** Instructions for the task **
Update the listing below so that "What to detect" reads "Target object" wherever it occurs, and reproduce all other lines without change.

** Records for this task **
-------

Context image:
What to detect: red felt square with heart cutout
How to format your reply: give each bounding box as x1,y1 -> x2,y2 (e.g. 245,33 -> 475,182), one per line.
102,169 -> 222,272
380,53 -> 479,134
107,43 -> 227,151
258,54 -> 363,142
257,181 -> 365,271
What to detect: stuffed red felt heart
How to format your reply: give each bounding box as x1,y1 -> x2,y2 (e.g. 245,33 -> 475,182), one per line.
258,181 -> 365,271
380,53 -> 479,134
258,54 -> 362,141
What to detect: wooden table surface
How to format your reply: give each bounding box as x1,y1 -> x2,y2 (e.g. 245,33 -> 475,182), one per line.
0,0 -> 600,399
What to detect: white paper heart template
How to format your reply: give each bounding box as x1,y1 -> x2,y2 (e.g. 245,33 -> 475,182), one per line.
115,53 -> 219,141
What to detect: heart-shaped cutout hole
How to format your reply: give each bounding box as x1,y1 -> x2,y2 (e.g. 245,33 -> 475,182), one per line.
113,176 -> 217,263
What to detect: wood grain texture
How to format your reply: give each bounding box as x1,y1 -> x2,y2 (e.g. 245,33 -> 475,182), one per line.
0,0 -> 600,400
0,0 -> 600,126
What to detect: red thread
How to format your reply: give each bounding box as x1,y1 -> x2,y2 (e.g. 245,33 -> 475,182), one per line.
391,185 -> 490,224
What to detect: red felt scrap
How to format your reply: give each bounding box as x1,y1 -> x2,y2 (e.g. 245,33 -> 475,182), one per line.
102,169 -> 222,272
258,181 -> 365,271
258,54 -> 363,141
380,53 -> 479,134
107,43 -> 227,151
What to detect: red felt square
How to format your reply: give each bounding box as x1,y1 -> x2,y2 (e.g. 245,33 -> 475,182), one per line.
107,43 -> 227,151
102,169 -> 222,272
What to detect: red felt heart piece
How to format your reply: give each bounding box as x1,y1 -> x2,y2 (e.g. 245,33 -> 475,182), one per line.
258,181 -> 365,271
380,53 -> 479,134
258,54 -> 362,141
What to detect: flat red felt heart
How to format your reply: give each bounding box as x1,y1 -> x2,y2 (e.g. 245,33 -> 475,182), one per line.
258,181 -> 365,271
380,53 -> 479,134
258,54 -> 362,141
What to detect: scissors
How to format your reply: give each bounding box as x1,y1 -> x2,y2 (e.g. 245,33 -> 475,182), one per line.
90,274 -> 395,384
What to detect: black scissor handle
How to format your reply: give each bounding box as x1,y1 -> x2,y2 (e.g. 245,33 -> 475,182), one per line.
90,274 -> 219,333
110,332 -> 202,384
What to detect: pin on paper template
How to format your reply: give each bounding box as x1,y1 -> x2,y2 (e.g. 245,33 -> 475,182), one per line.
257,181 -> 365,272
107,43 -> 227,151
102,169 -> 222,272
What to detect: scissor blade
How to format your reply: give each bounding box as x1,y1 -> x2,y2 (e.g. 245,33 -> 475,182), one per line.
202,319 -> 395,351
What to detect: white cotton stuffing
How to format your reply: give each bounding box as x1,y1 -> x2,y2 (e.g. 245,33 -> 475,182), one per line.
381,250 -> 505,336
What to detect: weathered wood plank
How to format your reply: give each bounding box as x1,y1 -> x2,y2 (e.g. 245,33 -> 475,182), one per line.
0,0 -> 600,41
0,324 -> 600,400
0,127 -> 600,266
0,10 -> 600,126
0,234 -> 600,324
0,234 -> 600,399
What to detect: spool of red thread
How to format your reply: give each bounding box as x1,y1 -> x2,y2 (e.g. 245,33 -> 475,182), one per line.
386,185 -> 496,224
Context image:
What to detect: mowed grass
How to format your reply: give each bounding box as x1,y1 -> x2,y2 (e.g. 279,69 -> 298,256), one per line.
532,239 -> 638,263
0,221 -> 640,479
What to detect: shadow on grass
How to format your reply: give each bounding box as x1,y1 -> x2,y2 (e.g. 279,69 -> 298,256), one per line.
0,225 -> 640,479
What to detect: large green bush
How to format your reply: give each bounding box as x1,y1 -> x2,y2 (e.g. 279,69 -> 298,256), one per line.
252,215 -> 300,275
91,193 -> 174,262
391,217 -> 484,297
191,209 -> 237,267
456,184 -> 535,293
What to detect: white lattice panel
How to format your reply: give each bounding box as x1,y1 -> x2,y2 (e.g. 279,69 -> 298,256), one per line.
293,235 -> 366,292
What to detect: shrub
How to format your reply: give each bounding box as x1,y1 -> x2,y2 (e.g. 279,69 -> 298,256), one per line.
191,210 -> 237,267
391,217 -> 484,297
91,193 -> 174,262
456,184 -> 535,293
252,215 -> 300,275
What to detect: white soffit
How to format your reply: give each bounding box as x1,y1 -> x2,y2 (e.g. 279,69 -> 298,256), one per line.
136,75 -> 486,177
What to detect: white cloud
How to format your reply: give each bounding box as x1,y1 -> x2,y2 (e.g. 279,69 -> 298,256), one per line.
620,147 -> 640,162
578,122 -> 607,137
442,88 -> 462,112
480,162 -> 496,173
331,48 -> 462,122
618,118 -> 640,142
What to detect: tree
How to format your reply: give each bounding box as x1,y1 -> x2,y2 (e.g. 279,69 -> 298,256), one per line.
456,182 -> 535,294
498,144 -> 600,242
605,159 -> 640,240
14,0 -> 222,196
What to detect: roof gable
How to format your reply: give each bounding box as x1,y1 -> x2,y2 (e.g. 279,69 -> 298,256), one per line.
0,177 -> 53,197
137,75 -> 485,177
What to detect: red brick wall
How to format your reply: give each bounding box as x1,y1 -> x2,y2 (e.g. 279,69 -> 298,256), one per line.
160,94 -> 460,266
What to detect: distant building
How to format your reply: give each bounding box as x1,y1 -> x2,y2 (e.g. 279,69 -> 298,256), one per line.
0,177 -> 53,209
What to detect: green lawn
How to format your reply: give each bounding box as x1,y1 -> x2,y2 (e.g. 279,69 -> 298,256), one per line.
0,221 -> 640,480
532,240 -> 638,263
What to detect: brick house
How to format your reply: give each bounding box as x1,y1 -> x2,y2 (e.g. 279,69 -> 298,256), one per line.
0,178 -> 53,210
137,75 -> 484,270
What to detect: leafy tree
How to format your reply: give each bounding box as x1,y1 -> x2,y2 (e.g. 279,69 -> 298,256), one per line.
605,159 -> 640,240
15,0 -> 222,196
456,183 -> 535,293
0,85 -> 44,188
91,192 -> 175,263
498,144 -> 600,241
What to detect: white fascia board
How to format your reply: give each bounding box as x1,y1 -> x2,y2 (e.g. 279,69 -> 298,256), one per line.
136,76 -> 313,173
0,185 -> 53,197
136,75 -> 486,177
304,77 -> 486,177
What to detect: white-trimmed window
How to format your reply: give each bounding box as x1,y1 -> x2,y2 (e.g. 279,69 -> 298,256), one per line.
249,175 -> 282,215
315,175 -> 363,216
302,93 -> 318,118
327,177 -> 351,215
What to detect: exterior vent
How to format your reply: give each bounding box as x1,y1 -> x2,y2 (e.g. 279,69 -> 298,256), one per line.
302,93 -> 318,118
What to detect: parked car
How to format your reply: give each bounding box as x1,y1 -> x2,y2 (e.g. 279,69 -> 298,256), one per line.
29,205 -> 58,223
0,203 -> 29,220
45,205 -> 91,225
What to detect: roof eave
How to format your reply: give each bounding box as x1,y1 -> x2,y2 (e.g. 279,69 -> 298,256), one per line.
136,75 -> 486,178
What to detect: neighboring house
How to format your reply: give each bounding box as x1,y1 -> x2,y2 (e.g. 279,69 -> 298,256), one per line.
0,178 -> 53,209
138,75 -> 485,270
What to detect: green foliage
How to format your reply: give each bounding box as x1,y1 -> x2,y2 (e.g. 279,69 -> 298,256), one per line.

-------

** Result of this task **
Context image:
Target object: red felt square with heart cutout
How to format your reply: give each bounding box as x1,y1 -> x2,y2 (e.g. 245,33 -> 475,182), one per line.
102,169 -> 222,272
380,53 -> 479,134
107,43 -> 227,151
258,54 -> 363,142
257,181 -> 365,271
Target object: stuffed red felt heart
How to format your reply: give each bounding box as x1,y1 -> x2,y2 (e.g. 245,33 -> 475,182), one per line.
258,181 -> 365,271
380,53 -> 479,134
258,54 -> 362,141
Target object: wooden table surface
How to format your reply: give each bounding box as x1,y1 -> x2,y2 (e.g. 245,33 -> 475,182), one per line.
0,0 -> 600,399
Target object: white paper heart template
How to format your reply: give each bounding box as x1,y1 -> x2,y2 (e.g. 245,33 -> 475,182), one per line.
115,53 -> 219,141
Target object: heart-shaped cutout hole
How to format your reply: give each bounding box as x1,y1 -> x2,y2 (e.g. 245,33 -> 475,182), one per line.
113,176 -> 217,263
Target object: wood grain texture
How to format your reply: give each bounding box as x1,y1 -> x2,y2 (e.g. 245,33 -> 475,182), one per line.
0,0 -> 600,400
0,0 -> 600,126
Target object: red thread
How to format your reply: give each bounding box as x1,y1 -> x2,y2 (e.g. 245,33 -> 475,182), one per line.
391,185 -> 490,224
Target object: red felt scrap
How to format your reply: give each bounding box as x1,y1 -> x2,y2 (e.g. 245,33 -> 475,182), one per line.
102,169 -> 222,272
258,181 -> 365,271
258,54 -> 363,141
380,53 -> 479,134
107,43 -> 227,151
Target object: red felt square
How to format your reply: give each bounding box as x1,y1 -> x2,y2 (e.g. 245,33 -> 475,182), one per line.
107,43 -> 227,151
102,169 -> 222,272
Target object: red felt heart piece
How to format your reply: give each bounding box as x1,y1 -> x2,y2 (e.g. 245,33 -> 475,182), one per line.
258,181 -> 365,271
380,53 -> 479,134
258,54 -> 362,141
Target object: flat red felt heart
How to format your reply: give each bounding box as x1,y1 -> x2,y2 (e.g. 245,33 -> 475,182), one per line.
258,181 -> 365,271
380,53 -> 479,134
258,54 -> 362,141
Target object: scissors
How to format your reply: give each bounding box as x1,y1 -> x2,y2 (e.g. 245,33 -> 475,182), one per line.
90,274 -> 395,384
Target object: black scissor handle
How to format your reply: give each bounding box as x1,y1 -> x2,y2 (e.g. 245,33 -> 475,182), one per line.
90,274 -> 219,333
110,332 -> 202,384
Target object: pin on paper template
How to format your reply: give each bounding box as x1,y1 -> x2,y2 (e.g. 245,33 -> 475,182), one per line.
257,181 -> 365,272
107,43 -> 227,151
102,169 -> 222,272
Target object: scissor blade
How to format your reply: give each bounding box as x1,y1 -> x2,y2 (e.g. 245,33 -> 475,182), one per line.
202,319 -> 395,351
Target object: white cotton stuffing
How to format your reply: give each bounding box as x1,y1 -> x2,y2 (e.g. 245,33 -> 475,182), one per line.
381,250 -> 505,336
Target object: weathered wood plank
How to format your reply: give each bounding box as x1,y1 -> x2,y2 (e.g. 245,33 -> 475,182), one per line.
0,0 -> 600,41
0,324 -> 600,400
0,127 -> 600,266
0,10 -> 600,126
0,234 -> 600,324
0,234 -> 600,399
Target object: spool of red thread
How to format your reply: give each bounding box as x1,y1 -> x2,y2 (e.g. 245,33 -> 475,182), one per line.
386,185 -> 496,224
Context image:
Target object: mowed grass
How to format your reply: give each bounding box as x1,y1 -> x2,y2 (e.g. 279,69 -> 298,256), one per line.
532,239 -> 638,263
0,221 -> 640,479
Target object: shadow on grass
How to format your reply: give each bounding box as x1,y1 -> x2,y2 (e.g. 279,69 -> 298,256), one per line.
0,225 -> 640,479
Target object: large green bush
How to format your reply: give each bounding box as x1,y1 -> x2,y2 (e.g. 279,69 -> 298,256), one per line.
252,215 -> 300,275
91,193 -> 174,262
391,217 -> 484,297
191,209 -> 237,267
456,184 -> 535,293
Target object: white lattice panel
How to format your reply: give each bounding box as x1,y1 -> x2,y2 (e.g. 279,69 -> 298,256), one per line.
293,235 -> 366,292
Target object: shrub
How to format your reply: give each bounding box as x1,y1 -> x2,y2 (e.g. 279,69 -> 298,256), one per line.
191,210 -> 237,267
391,217 -> 484,297
91,193 -> 174,262
456,184 -> 535,293
252,215 -> 300,275
Target object: white soffit
How to format your reply: give each bounding box as x1,y1 -> x2,y2 (e.g. 279,69 -> 298,256), one per line.
136,75 -> 486,177
Target object: white cloud
How to format your reply: give each bounding box as x1,y1 -> x2,y2 (e.g. 279,69 -> 298,256), one per line.
620,147 -> 640,162
578,122 -> 607,137
442,88 -> 462,112
480,162 -> 496,173
331,48 -> 462,122
618,118 -> 640,142
Target object: tree
How to format your reply: give each bounding box as x1,y1 -> x2,y2 (e.g. 279,69 -> 298,256), one per line.
456,182 -> 535,294
498,144 -> 600,242
605,159 -> 640,240
14,0 -> 222,196
Target object: roof gable
How to format your reply: give each bounding box as x1,y1 -> x2,y2 (e.g. 279,69 -> 298,256), one per line.
0,177 -> 53,197
137,75 -> 485,177
Target object: red brick wall
How to format your reply: give each bounding box as x1,y1 -> x2,y2 (e.g. 279,69 -> 298,256), one per line.
160,94 -> 460,266
Target object: distant building
How to format your reply: give each bounding box as x1,y1 -> x2,y2 (e.g. 279,69 -> 298,256), one per line.
0,177 -> 53,209
Target object: green lawn
How to format your reply: give each bounding box as x1,y1 -> x2,y2 (e.g. 279,69 -> 298,256), one per line.
0,221 -> 640,480
532,240 -> 638,263
Target object: brick house
How to format your reply: give each bounding box as x1,y1 -> x2,y2 (e.g. 279,69 -> 298,256), one per line.
0,178 -> 53,210
137,75 -> 484,270
Target object: leafy tree
How to format your reply: give each bounding box as x1,y1 -> x2,y2 (e.g. 279,69 -> 298,256), one per line.
605,159 -> 640,240
15,0 -> 222,196
456,183 -> 535,293
0,85 -> 44,188
91,192 -> 175,263
498,144 -> 600,241
Target object: white fascia board
How to format your reply: give each bounding box as x1,y1 -> x2,y2 (e.g. 279,69 -> 298,256), one per line.
136,76 -> 313,173
0,185 -> 53,197
136,75 -> 486,177
304,77 -> 486,177
Target object: white-trimmed window
How to format your reply: give each bounding box as x1,y1 -> x2,y2 (e.g. 279,69 -> 298,256), one per line.
249,175 -> 282,215
315,175 -> 363,216
302,93 -> 318,118
327,177 -> 351,215
Target object: exterior vent
How to format your reply: give each bounding box as x1,y1 -> x2,y2 (e.g. 279,69 -> 298,256), one per line.
302,93 -> 318,118
Target object: parked car
How to format your reply: give each bounding box as x1,y1 -> x2,y2 (e.g. 279,69 -> 298,256), one per line.
29,205 -> 58,223
0,203 -> 29,220
45,205 -> 91,225
Target object: roof eave
How to format your reply: give each bounding box as x1,y1 -> x2,y2 (e.g. 279,69 -> 298,256), one per line.
136,75 -> 486,178
Target object: neighboring house
How to format your reply: give each bounding box as x1,y1 -> x2,y2 (e.g. 279,69 -> 298,256), one per line.
0,178 -> 53,209
138,75 -> 485,270
Target object: green foliage
How to format your reply: give each bounding box as x1,y1 -> x2,y2 (e.g. 279,69 -> 298,256), one per line.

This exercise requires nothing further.